- [What is expected] Put every line of the listing below into a JSON list of strings, one string per line, and leave out any blank lines.

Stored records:
· · · · · · ·

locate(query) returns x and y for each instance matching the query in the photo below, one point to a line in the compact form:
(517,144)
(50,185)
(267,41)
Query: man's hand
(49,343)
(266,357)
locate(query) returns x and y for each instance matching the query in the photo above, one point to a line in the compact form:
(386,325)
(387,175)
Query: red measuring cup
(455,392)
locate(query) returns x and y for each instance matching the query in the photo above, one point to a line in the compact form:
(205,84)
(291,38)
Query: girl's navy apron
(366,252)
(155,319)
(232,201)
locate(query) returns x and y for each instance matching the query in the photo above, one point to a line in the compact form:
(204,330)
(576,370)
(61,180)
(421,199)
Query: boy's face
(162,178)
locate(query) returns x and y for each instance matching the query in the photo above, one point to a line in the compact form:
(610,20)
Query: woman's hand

· · · · · · ·

- [Answer to this exercise]
[
  "locate(query) returns x and y for each instance matching the query in the photo below, one point to a line in the compact form:",
  "(517,144)",
  "(50,185)",
  "(267,41)",
  "Query: man's hand",
  "(49,343)",
  "(266,357)",
  "locate(query) returns x and y for each instance matching the query in the photo above, one point to a line in the compact form:",
  "(386,325)",
  "(387,175)",
  "Query: red measuring cup",
  "(455,392)",
  "locate(query) returns x and y for each instance matching the query in the photo above, one point to a line in the compact form:",
  "(205,84)",
  "(291,38)",
  "Query: girl's navy apron",
  "(366,252)",
  "(155,319)",
  "(232,201)",
  "locate(query) returns x and y for each instance matching the query in the photo above, one point to a line in the compact form:",
  "(204,330)",
  "(576,370)",
  "(61,180)",
  "(421,199)",
  "Query: boy's face",
  "(162,178)",
  "locate(query) returns x and y for each instance matching the query in the photo above, one point to a line in the compact form:",
  "(610,20)",
  "Query: woman's hand"
]